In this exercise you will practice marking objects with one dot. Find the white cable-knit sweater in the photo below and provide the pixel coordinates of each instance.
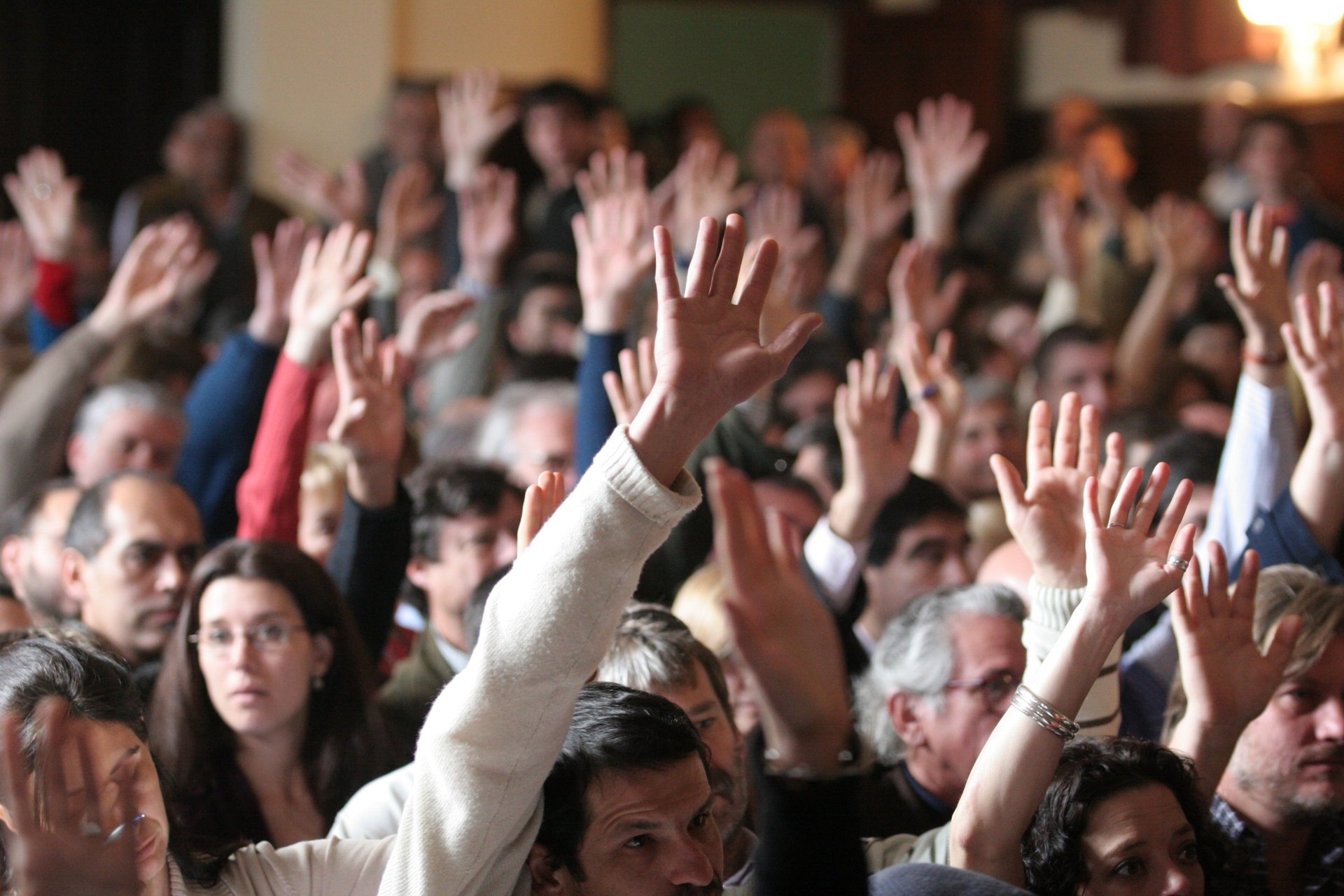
(495, 731)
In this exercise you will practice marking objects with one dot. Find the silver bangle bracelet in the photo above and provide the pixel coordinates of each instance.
(1043, 713)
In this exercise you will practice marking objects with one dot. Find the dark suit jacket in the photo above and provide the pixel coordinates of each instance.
(406, 697)
(889, 805)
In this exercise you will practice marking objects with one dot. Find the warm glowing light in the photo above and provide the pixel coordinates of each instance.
(1292, 13)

◆ ◆ ◆ ◆ ◆ ◆ ◆

• ACTIVITY: Apart from the pictures, every line of the material above is to be returned word for word.

• SOLUTION TO THIS EXERCISE:
In this exercise you will practice marking objects with one dot. Find the white cable-knit sweater in the photo below and provide the pixel coordinates of each instance.
(495, 731)
In this exercise you will practice marking objects with one dot. Find the silver bangle bracelet in the photo above and provide the pixel coordinates of each instance.
(1043, 713)
In this exercise you will practice marking objects with one dot. Find the dark suit jacket in the photo above and provide the pixel coordinates of each instance.
(406, 697)
(889, 805)
In this exercise you will practice marking objects with one dot. Find the warm glowing light in the photo above and provide the pixel coordinates of each instance.
(1292, 13)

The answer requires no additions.